(EXERCISE INPUT):
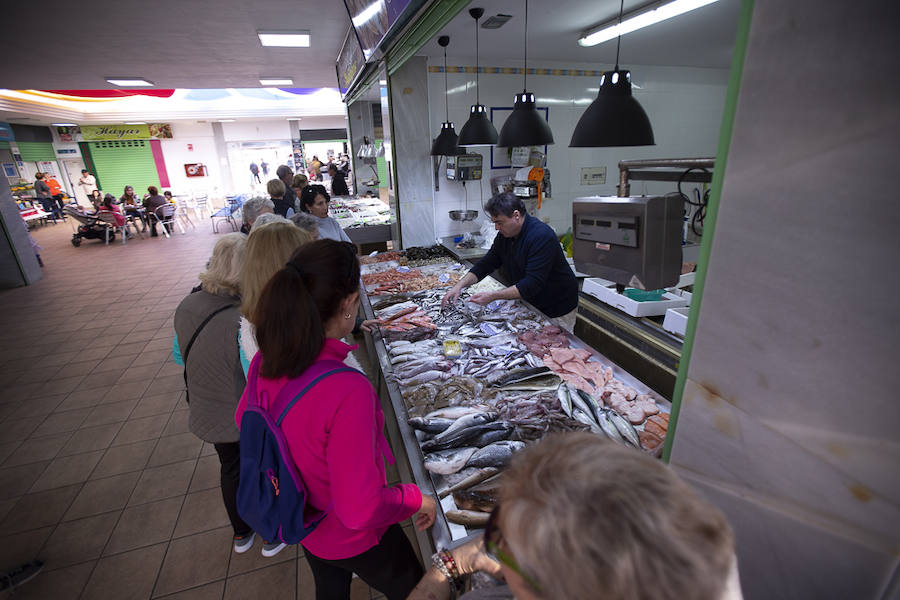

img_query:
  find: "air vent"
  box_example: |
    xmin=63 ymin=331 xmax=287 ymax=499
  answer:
xmin=481 ymin=13 xmax=512 ymax=29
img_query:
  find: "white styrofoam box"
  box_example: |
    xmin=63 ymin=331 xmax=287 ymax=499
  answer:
xmin=581 ymin=277 xmax=688 ymax=317
xmin=663 ymin=307 xmax=691 ymax=337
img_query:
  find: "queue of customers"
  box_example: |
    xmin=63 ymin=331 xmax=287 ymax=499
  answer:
xmin=173 ymin=195 xmax=741 ymax=600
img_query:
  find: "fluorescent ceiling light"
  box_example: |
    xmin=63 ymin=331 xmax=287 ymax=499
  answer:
xmin=256 ymin=31 xmax=309 ymax=48
xmin=259 ymin=77 xmax=294 ymax=85
xmin=353 ymin=0 xmax=384 ymax=27
xmin=106 ymin=77 xmax=154 ymax=87
xmin=578 ymin=0 xmax=716 ymax=46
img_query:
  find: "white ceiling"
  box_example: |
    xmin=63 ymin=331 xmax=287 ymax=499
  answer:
xmin=0 ymin=0 xmax=350 ymax=90
xmin=419 ymin=0 xmax=741 ymax=69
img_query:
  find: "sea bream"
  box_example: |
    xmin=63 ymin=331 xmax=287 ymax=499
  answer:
xmin=465 ymin=440 xmax=525 ymax=468
xmin=407 ymin=417 xmax=454 ymax=434
xmin=422 ymin=421 xmax=515 ymax=452
xmin=435 ymin=411 xmax=497 ymax=442
xmin=425 ymin=448 xmax=478 ymax=475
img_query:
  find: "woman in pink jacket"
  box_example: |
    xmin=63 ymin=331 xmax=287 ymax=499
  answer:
xmin=235 ymin=240 xmax=435 ymax=600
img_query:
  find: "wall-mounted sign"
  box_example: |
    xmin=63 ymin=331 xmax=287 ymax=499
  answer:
xmin=335 ymin=28 xmax=366 ymax=95
xmin=184 ymin=163 xmax=206 ymax=177
xmin=581 ymin=167 xmax=606 ymax=185
xmin=81 ymin=123 xmax=172 ymax=142
xmin=0 ymin=122 xmax=13 ymax=142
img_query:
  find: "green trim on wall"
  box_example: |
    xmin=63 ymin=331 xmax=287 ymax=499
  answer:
xmin=662 ymin=0 xmax=753 ymax=462
xmin=385 ymin=0 xmax=471 ymax=75
xmin=16 ymin=142 xmax=56 ymax=162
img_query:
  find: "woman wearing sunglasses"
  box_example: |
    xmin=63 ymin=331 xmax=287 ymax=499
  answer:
xmin=409 ymin=433 xmax=741 ymax=600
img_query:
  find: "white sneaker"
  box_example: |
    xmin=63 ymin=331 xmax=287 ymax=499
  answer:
xmin=262 ymin=542 xmax=287 ymax=558
xmin=234 ymin=531 xmax=256 ymax=554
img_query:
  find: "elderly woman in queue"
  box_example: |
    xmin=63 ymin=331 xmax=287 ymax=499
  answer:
xmin=300 ymin=184 xmax=350 ymax=242
xmin=241 ymin=198 xmax=275 ymax=233
xmin=240 ymin=220 xmax=313 ymax=374
xmin=172 ymin=233 xmax=255 ymax=553
xmin=409 ymin=433 xmax=742 ymax=600
xmin=235 ymin=238 xmax=435 ymax=600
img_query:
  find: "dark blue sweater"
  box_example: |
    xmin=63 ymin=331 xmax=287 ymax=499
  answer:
xmin=471 ymin=215 xmax=578 ymax=317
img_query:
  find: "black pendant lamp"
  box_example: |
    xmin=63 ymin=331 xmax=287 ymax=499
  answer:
xmin=431 ymin=35 xmax=460 ymax=156
xmin=459 ymin=8 xmax=497 ymax=146
xmin=569 ymin=0 xmax=656 ymax=148
xmin=497 ymin=0 xmax=553 ymax=148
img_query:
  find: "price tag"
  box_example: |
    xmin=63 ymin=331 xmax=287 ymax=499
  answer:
xmin=481 ymin=323 xmax=497 ymax=335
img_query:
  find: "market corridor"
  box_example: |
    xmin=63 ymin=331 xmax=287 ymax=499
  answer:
xmin=0 ymin=223 xmax=398 ymax=600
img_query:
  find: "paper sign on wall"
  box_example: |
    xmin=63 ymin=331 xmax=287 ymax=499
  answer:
xmin=581 ymin=167 xmax=606 ymax=185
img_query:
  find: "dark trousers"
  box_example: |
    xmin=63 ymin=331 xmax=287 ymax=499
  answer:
xmin=213 ymin=442 xmax=251 ymax=535
xmin=304 ymin=525 xmax=424 ymax=600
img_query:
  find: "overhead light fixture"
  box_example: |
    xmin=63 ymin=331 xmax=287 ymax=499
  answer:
xmin=259 ymin=77 xmax=294 ymax=86
xmin=458 ymin=8 xmax=497 ymax=146
xmin=569 ymin=0 xmax=656 ymax=148
xmin=578 ymin=0 xmax=717 ymax=46
xmin=256 ymin=30 xmax=310 ymax=48
xmin=497 ymin=0 xmax=553 ymax=148
xmin=356 ymin=135 xmax=378 ymax=158
xmin=431 ymin=35 xmax=459 ymax=156
xmin=352 ymin=0 xmax=384 ymax=29
xmin=106 ymin=77 xmax=155 ymax=87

(WHAT TO WORK ON):
Rescale the records starting at the very beginning and ending at the line that contains "xmin=419 ymin=0 xmax=741 ymax=69", both ends included. Repeat every line, requests too, with each bounding-box coordinate in the answers multiplied by 1.3 and rounded to a whole number (halves round up), leaving the sample boxes in the requests unchanged and omitting the pictures.

(WORKED ANSWER):
img_query:
  find: "air vent"
  box_example: |
    xmin=63 ymin=331 xmax=287 ymax=499
  answer:
xmin=625 ymin=17 xmax=666 ymax=38
img_query:
  find: "white styrofoam box"
  box_example: |
    xmin=63 ymin=331 xmax=287 ymax=499
  answer:
xmin=755 ymin=360 xmax=894 ymax=412
xmin=862 ymin=399 xmax=898 ymax=438
img_query:
  find: "queue of customers"
  box_example: |
    xmin=63 ymin=331 xmax=287 ymax=499
  answer:
xmin=225 ymin=254 xmax=963 ymax=780
img_query:
  find: "fluorescent ceiling light"
  box_example: |
    xmin=63 ymin=331 xmax=287 ymax=499
  answer:
xmin=333 ymin=40 xmax=402 ymax=62
xmin=337 ymin=100 xmax=382 ymax=111
xmin=459 ymin=0 xmax=499 ymax=35
xmin=138 ymin=100 xmax=200 ymax=113
xmin=751 ymin=0 xmax=931 ymax=60
img_query:
  find: "white ceiling"
  box_example: |
    xmin=63 ymin=331 xmax=287 ymax=499
  answer:
xmin=0 ymin=0 xmax=455 ymax=117
xmin=545 ymin=0 xmax=963 ymax=90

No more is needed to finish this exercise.